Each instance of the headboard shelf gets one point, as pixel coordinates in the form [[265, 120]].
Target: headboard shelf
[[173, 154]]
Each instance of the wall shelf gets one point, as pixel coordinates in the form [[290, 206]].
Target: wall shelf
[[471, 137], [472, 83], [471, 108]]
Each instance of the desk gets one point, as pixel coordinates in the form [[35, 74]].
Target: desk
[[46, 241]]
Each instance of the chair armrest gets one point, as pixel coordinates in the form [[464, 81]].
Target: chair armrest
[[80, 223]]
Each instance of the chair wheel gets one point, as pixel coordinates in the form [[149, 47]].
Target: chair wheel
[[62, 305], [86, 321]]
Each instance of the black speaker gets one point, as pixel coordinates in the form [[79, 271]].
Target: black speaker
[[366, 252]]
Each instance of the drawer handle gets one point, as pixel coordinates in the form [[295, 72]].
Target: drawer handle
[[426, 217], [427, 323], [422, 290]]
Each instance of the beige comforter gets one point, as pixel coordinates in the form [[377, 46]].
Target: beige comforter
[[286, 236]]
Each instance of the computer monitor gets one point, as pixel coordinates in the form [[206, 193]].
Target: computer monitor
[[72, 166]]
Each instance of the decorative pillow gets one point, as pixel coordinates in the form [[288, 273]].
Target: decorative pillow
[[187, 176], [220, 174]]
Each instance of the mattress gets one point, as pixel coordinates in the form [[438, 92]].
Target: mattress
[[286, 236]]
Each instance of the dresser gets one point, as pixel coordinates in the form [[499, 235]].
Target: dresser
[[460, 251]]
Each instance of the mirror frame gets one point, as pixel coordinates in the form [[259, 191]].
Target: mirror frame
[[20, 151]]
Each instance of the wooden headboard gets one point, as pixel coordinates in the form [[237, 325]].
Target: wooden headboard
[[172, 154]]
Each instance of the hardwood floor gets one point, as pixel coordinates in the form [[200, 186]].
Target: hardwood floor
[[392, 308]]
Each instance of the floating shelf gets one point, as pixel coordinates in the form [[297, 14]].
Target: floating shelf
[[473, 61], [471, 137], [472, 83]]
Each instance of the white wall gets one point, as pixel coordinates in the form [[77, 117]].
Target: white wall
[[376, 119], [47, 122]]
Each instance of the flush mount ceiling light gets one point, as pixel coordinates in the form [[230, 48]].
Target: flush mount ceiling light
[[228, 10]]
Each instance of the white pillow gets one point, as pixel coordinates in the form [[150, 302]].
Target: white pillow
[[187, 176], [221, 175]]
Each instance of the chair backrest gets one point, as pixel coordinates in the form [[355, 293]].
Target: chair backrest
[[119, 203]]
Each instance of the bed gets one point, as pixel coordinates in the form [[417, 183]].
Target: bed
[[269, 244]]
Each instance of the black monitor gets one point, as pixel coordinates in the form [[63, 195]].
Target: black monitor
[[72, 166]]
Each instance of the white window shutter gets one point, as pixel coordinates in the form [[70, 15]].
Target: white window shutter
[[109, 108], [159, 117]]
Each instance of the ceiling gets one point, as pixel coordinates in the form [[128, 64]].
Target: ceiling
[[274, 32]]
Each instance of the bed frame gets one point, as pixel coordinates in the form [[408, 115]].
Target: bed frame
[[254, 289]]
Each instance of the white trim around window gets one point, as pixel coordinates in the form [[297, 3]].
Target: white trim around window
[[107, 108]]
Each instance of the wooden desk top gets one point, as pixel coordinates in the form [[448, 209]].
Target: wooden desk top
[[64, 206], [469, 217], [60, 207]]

====================

Among the entries above, copy exactly only the lines starting with the one containing "Each instance of the wall" and going through the one containing "Each instance of the black speaker", both ends included.

Each instance of the wall shelf gets one point, as pixel coordinates in the form [[290, 206]].
Target: wall shelf
[[471, 137], [472, 83], [471, 108]]
Each instance of the desk gets one point, as pixel coordinates in the form [[35, 74]].
Target: desk
[[46, 241]]
Each instance of the chair armrest gets one point, as pixel coordinates in the form [[464, 81]].
Target: chair armrest
[[80, 223]]
Each instance of the chair wheel gets one point, as pixel coordinates in the form [[149, 47]].
Target: chair wheel
[[62, 305], [86, 321]]
Each instance of the black speaker gets one point, as pixel coordinates in the form [[79, 271]].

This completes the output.